_What you should do_
Line by line, return the material below exactly as it reads.

----

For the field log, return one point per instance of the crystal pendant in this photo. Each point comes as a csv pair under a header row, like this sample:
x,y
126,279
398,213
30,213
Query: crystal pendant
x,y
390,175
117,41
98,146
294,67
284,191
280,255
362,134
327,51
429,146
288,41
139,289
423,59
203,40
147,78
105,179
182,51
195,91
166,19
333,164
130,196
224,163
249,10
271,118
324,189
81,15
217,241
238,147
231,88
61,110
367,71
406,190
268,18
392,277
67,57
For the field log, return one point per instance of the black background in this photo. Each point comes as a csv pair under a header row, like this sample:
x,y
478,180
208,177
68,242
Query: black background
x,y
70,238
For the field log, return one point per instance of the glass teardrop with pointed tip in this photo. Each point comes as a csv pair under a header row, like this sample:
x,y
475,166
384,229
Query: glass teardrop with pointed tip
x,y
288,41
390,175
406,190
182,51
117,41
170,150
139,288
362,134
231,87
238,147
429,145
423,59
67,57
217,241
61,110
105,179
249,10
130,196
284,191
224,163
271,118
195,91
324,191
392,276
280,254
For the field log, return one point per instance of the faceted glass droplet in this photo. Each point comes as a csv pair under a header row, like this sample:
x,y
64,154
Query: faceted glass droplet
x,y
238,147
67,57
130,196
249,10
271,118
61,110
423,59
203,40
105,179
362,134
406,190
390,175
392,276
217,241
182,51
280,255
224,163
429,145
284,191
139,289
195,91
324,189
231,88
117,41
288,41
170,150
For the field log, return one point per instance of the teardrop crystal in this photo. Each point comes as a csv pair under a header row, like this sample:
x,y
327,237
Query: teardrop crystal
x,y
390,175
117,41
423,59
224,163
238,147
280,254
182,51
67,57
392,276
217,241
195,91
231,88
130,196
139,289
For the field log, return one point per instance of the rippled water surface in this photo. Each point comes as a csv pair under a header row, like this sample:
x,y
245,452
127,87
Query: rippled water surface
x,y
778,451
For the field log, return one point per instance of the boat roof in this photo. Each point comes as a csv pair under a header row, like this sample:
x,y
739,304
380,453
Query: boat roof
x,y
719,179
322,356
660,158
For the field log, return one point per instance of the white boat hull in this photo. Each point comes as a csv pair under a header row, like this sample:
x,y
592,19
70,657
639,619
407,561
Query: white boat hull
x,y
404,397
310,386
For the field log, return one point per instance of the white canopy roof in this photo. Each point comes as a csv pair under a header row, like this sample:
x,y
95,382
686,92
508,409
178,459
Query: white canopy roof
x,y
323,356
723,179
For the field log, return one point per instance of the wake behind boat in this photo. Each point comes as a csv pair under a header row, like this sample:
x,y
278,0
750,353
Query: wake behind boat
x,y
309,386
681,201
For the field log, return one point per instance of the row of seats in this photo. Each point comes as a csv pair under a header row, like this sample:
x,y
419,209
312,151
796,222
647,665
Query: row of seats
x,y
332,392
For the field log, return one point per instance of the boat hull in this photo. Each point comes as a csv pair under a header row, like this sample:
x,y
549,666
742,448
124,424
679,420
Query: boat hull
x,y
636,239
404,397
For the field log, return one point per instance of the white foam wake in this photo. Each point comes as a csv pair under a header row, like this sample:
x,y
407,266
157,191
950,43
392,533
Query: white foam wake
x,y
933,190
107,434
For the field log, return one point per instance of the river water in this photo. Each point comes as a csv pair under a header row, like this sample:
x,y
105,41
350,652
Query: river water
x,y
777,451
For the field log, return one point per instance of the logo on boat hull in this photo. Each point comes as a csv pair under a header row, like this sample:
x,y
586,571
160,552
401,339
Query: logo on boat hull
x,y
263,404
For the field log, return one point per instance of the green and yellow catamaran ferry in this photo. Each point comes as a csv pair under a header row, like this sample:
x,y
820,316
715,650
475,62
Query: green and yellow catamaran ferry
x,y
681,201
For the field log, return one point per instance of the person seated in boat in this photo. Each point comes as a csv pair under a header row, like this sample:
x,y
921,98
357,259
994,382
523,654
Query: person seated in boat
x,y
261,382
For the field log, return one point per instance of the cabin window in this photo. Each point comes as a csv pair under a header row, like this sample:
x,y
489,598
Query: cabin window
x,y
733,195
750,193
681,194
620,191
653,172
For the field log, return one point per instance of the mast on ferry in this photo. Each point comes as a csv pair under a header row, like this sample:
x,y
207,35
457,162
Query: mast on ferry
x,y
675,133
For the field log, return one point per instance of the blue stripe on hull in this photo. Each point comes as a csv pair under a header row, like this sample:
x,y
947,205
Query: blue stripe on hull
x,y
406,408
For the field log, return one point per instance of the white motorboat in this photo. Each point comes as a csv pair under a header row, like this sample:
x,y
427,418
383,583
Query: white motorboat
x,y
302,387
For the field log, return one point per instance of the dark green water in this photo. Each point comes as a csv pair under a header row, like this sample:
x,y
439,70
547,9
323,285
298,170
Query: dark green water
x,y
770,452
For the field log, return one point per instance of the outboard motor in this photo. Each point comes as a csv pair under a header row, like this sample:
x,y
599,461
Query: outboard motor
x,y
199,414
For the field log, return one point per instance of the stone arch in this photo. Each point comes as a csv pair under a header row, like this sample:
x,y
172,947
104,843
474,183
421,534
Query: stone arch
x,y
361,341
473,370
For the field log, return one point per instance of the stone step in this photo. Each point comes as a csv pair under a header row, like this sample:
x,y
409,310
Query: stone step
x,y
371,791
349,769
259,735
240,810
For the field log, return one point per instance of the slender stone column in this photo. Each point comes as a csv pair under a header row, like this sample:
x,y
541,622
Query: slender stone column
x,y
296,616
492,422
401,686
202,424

----

_Written answer_
For the field log, return one point per instance of the crystal pendant in this photo. Each point comes as a csv pair under a header row, like this sample:
x,y
126,279
398,213
30,213
Query: crystal pendant
x,y
390,175
117,41
98,146
294,67
284,191
280,255
362,134
327,51
429,146
288,41
139,289
423,59
203,40
147,78
105,179
182,51
195,91
166,19
333,164
130,196
224,163
249,10
271,118
324,189
81,15
217,241
238,147
231,88
61,110
367,71
406,190
268,18
392,277
67,57
For the field log, return one point per instance of the black background in this photo. Each point comes as a csv pair under a header row, like this sample:
x,y
478,180
208,177
68,242
Query: black background
x,y
70,238
For the field log, return one point per instance of the glass teardrop with pointed tip in this photo. Each point comes as a csv pair under a header row, like this sample:
x,y
475,166
384,229
Query: glass teardrop with pointed tip
x,y
288,41
390,175
406,190
182,51
117,41
170,150
139,288
362,134
231,87
238,147
429,145
423,59
67,57
217,241
61,110
105,179
249,10
130,196
284,191
224,163
271,118
195,91
324,191
392,276
280,254
For the field log, return one point per instance of the faceted glass droplet in this photo. Each point comes as a csv pair under a header row, like this sample:
x,y
64,154
Query: faceted glass droplet
x,y
238,147
67,57
130,196
249,10
271,118
61,110
423,59
203,40
105,179
362,134
406,190
390,175
392,276
217,241
182,51
280,255
224,163
429,145
284,191
139,289
195,91
324,189
231,88
117,41
288,41
170,150
For the field log, return one point per instance of the teardrop crystal in this photo. Each point comes as a csv pair under a header row, like this sample:
x,y
327,237
Query: teardrop crystal
x,y
390,175
117,41
423,59
224,163
238,147
280,254
182,51
67,57
392,276
217,241
195,91
231,88
130,196
139,289
For the field log, return one point per instance of the rippled water surface in this photo. Each point comes as a csv pair under a header row, like this sample:
x,y
245,452
127,87
Query: rippled water surface
x,y
778,451
For the field log, return one point per instance of the boat roof in this photo. Each point comes as a csv pair under a header row, like this sample:
x,y
739,304
380,453
Query: boat roof
x,y
719,179
322,356
660,158
For the field log, return one point per instance of the white boat hull in this photo. Each point comes as a csv pair under a header row, like this sample:
x,y
592,19
70,657
639,619
407,561
Query: white boat hull
x,y
404,397
310,386
For the field log, return one point per instance of the white canopy roof in this photo. Each point comes as a csv pair under a header row, like this sample:
x,y
95,382
686,92
508,409
178,459
Query: white canopy roof
x,y
323,356
723,179
For the field log, return one point per instance of the wake behind boat in this photo. Each point comes as a csv pair under a header row, like this sample:
x,y
278,0
750,353
Query: wake behind boat
x,y
309,386
681,201
For the field log, return one point per instance of the row of seats in this photo. Each point comes as a csv pair under a header row, like this sample:
x,y
419,209
312,151
796,222
647,665
Query: row of seats
x,y
332,392
For the field log, return one point per instance of the boat hull in this photo. Each point comes as a csv pair under a header row, like this sample:
x,y
549,666
742,448
124,424
679,420
Query: boat hull
x,y
636,239
404,397
For the field log, return one point per instance of the white foam wake in this photo. Each point comes as a csv pair under a header row, like this sample:
x,y
407,266
157,191
950,43
392,533
Query: white foam wake
x,y
933,190
107,434
For the field log, return one point per instance of the river water in this photo. Each point comes as a csv pair under a header row, like this sample:
x,y
105,41
350,652
Query: river water
x,y
777,451
For the field log, return one point per instance of the logo on boat hull in this photo. Each point comes as a csv pair under a header row, like this sample:
x,y
586,571
160,552
401,339
Query: logo on boat hull
x,y
263,404
For the field log, return one point per instance of the green and yellow catamaran ferry in this photo. Each point comes as a csv pair under a header row, like this sample:
x,y
820,316
715,650
475,62
Query: green and yellow catamaran ferry
x,y
681,201
For the field log, return one point per instance of the person seated in boat in this photo. Each point comes as a csv pair under a header row, like this sample:
x,y
921,98
357,259
994,382
523,654
Query: person seated in boat
x,y
261,382
For the field log, return one point per instance of the cabin window in this photo. Each point comes as a csv pair under a header row, like this sample:
x,y
489,598
Query: cabin window
x,y
733,195
750,193
681,194
620,191
653,172
For the field log, return one point per instance of the mast on ferry in this photo. Each point comes as a csv pair under a header row, like this sample:
x,y
207,35
457,162
Query: mast on ferry
x,y
675,133
For the field log, return one point per instance of the blue stripe on hull in this photo. Each point comes as a csv pair under a header row, like this sample:
x,y
947,205
Query: blue stripe on hull
x,y
406,408
For the field log, return one point per instance of the white motorboat in this photo. Each point comes as a csv pair under a header row, like this sample:
x,y
427,418
383,583
Query: white motorboat
x,y
302,387
For the field log, return one point per instance of the dark green water in this photo. Each point comes as a csv pair under a header row, like this sample:
x,y
439,70
547,9
323,285
298,170
Query: dark green water
x,y
770,452
For the field log, return one point per instance of the outboard motor in this photo. Each point comes as a csv pair under a header row, like this sample:
x,y
599,461
Query: outboard motor
x,y
199,414
For the field log, return one point per instance of the stone arch in this photo. Each point comes as a csv pair under a header row, like this sample:
x,y
172,947
104,843
474,183
421,534
Query: stone arch
x,y
361,341
473,370
For the field log, return one point per instance of the stone step in this photo. Each point comes as a csv pair under a header row, like this sample:
x,y
409,310
Query: stone step
x,y
371,791
349,769
259,735
240,810
For the field log, return one point per instance of the slender stone column in this photo. Each point comes as a csv pair under a header row, like this sample:
x,y
541,622
Query: slender stone column
x,y
296,616
492,422
401,686
202,424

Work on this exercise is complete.